→ **The request**
All of the records below need to be copied exactly.

→ **Data supplied**
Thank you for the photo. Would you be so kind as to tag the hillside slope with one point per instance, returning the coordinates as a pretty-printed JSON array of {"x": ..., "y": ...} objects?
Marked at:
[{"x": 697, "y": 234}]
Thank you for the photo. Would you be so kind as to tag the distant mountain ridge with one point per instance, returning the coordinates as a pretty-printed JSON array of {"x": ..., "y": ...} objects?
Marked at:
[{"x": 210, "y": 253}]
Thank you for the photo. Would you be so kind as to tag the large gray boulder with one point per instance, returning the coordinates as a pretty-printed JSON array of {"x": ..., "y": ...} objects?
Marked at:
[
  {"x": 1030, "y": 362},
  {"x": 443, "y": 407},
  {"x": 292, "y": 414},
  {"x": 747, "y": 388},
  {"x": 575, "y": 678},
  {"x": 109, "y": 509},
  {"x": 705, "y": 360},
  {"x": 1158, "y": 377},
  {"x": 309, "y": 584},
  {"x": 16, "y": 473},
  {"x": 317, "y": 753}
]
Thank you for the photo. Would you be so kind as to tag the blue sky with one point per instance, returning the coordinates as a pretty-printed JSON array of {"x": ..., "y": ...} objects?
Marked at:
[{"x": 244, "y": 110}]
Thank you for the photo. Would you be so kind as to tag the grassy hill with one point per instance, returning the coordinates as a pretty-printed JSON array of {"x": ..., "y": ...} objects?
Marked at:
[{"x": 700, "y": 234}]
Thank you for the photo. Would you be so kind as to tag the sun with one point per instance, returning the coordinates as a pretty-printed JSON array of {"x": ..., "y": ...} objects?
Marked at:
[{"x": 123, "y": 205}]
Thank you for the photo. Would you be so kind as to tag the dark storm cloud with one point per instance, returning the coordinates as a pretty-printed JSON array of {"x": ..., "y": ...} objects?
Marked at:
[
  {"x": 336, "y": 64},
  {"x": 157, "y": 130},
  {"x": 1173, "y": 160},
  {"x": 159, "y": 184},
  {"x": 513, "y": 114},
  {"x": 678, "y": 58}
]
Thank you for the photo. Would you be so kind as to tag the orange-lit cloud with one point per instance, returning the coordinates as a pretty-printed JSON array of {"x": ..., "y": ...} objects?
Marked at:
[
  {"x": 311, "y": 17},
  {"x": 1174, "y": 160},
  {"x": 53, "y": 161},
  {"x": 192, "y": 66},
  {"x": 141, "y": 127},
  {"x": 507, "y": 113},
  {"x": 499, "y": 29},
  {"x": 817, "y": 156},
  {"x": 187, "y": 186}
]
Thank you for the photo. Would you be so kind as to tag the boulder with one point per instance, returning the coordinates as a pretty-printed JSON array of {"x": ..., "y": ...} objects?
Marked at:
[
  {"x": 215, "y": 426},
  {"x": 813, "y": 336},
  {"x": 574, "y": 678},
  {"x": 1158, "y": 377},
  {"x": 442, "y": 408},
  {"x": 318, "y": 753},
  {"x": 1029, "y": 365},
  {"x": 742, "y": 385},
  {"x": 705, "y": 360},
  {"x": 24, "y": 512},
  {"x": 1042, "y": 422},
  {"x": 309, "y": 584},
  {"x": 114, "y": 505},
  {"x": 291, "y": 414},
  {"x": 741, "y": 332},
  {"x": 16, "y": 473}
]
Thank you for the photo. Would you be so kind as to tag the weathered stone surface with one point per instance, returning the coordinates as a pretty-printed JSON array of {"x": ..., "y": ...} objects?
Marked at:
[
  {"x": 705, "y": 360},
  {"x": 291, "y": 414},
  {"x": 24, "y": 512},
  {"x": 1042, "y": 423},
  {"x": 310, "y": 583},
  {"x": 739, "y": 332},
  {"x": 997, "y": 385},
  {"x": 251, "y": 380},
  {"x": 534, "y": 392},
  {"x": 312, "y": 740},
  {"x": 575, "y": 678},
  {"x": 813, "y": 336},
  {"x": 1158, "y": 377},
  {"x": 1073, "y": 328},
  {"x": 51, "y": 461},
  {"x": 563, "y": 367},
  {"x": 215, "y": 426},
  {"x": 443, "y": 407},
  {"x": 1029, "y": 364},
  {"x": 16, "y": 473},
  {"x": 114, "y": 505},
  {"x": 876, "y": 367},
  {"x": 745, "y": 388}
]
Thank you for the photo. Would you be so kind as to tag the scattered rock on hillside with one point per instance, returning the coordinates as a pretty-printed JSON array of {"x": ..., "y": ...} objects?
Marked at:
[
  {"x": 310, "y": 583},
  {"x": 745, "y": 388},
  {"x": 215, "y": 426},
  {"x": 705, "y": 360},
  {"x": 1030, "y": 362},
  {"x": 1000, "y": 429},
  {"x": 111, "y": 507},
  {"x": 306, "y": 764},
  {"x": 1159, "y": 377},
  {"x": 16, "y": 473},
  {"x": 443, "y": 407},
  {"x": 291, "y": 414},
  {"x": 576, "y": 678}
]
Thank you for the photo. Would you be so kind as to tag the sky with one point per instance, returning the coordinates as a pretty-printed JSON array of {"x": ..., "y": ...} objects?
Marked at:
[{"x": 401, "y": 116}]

→ **Problem solution**
Thank you for the photo. Would you be so kind as to tag the hillside slope with one point per instance, returning the coordinates as a pretty-printed JSON array of {"x": ..., "y": ...} objects?
Marked at:
[{"x": 697, "y": 234}]
Thank you for the photo. Would you be so kind as to tag the distant mountain ridge with one point per instance, returning the coordinates as a pretty-printed JSON array of {"x": ..., "y": ...} objects?
Marked at:
[{"x": 210, "y": 253}]
Thank you for the photo. Would you be so kind as to tag the large gray boulder with one point per instance, returning the coordinates as a pretty-printed JSON array of {"x": ..., "y": ...} objects?
Marked at:
[
  {"x": 1030, "y": 362},
  {"x": 443, "y": 407},
  {"x": 292, "y": 414},
  {"x": 747, "y": 388},
  {"x": 575, "y": 678},
  {"x": 109, "y": 509},
  {"x": 705, "y": 360},
  {"x": 1158, "y": 377},
  {"x": 309, "y": 584},
  {"x": 16, "y": 473},
  {"x": 317, "y": 753}
]
Thank you for the photo. Would you be so kind as to tag the blue sky with one point per instance, returning the coordinates as a pretty-printed JSON array of {"x": ..., "y": ...} objects?
Marked at:
[{"x": 244, "y": 110}]
Thank you for the photo. Would you be so kind as to tag the grassy hill with one point per instance, returning the coordinates as a pretty-printed JSON array of {"x": ..., "y": ...} objects?
Marked at:
[{"x": 700, "y": 234}]
Thank you for the photo. Would you be so kind as to tag the sun with one point per instance, returning the coordinates as a pretty-printed JSON array of {"x": ..., "y": ...} objects?
Marked at:
[{"x": 123, "y": 205}]
Thank you for the photo. Would you be so kind as to tag the dark storm cloud with one point per instance, returning the coordinates as a pretty-printed JSON array of {"x": ..., "y": ...} objects?
Marked at:
[
  {"x": 336, "y": 64},
  {"x": 157, "y": 130},
  {"x": 1173, "y": 160},
  {"x": 159, "y": 184},
  {"x": 513, "y": 114},
  {"x": 678, "y": 58}
]
Thank you for the photo. Would you be so kind as to tag the orange-lit cloud with one point per instance, returning the coordinates as a pretty-printed JSON array of {"x": ..., "y": ...} objects?
Marked at:
[
  {"x": 311, "y": 17},
  {"x": 1174, "y": 160},
  {"x": 53, "y": 161},
  {"x": 192, "y": 66},
  {"x": 141, "y": 127},
  {"x": 507, "y": 113},
  {"x": 499, "y": 29},
  {"x": 817, "y": 156},
  {"x": 187, "y": 186}
]
Thank you for the photo. Would you be so kind as to tag the boulder with one point per instance, returning the coordinates as a pretty-printed JSON array of {"x": ..., "y": ...} objects?
Marked at:
[
  {"x": 215, "y": 426},
  {"x": 813, "y": 336},
  {"x": 574, "y": 678},
  {"x": 1158, "y": 377},
  {"x": 442, "y": 408},
  {"x": 318, "y": 753},
  {"x": 1029, "y": 365},
  {"x": 742, "y": 385},
  {"x": 705, "y": 360},
  {"x": 24, "y": 512},
  {"x": 1042, "y": 422},
  {"x": 309, "y": 584},
  {"x": 114, "y": 505},
  {"x": 291, "y": 414},
  {"x": 741, "y": 332},
  {"x": 16, "y": 473}
]
Thank you for the photo. Would you be so kind as to tag the weathered stone surface with one point per instance, returning the coordinates as a pretty-printed JSON array of {"x": ..., "y": ...} objects?
Marked at:
[
  {"x": 705, "y": 360},
  {"x": 291, "y": 414},
  {"x": 24, "y": 512},
  {"x": 1042, "y": 423},
  {"x": 310, "y": 583},
  {"x": 739, "y": 332},
  {"x": 997, "y": 385},
  {"x": 251, "y": 380},
  {"x": 534, "y": 392},
  {"x": 312, "y": 740},
  {"x": 575, "y": 678},
  {"x": 813, "y": 336},
  {"x": 1158, "y": 377},
  {"x": 1073, "y": 328},
  {"x": 51, "y": 461},
  {"x": 563, "y": 367},
  {"x": 215, "y": 426},
  {"x": 443, "y": 407},
  {"x": 1029, "y": 364},
  {"x": 16, "y": 473},
  {"x": 114, "y": 505},
  {"x": 876, "y": 367},
  {"x": 745, "y": 388}
]
Thank you for the photo. Would you be so kind as to tag the scattered rock on hillside with one point per instance, returning the coordinates as a pretty-printed JSON array of {"x": ..., "y": ...} objects?
Marked at:
[
  {"x": 310, "y": 583},
  {"x": 745, "y": 388},
  {"x": 215, "y": 426},
  {"x": 705, "y": 360},
  {"x": 1030, "y": 362},
  {"x": 1000, "y": 429},
  {"x": 111, "y": 507},
  {"x": 306, "y": 764},
  {"x": 1159, "y": 377},
  {"x": 16, "y": 473},
  {"x": 443, "y": 407},
  {"x": 291, "y": 414},
  {"x": 576, "y": 678}
]
Thank you for the photo. Would you be so kind as to tag the sky with one point per instance, returning the coordinates as a pretty-printed JSON array of {"x": ..., "y": ...} objects?
Marked at:
[{"x": 401, "y": 116}]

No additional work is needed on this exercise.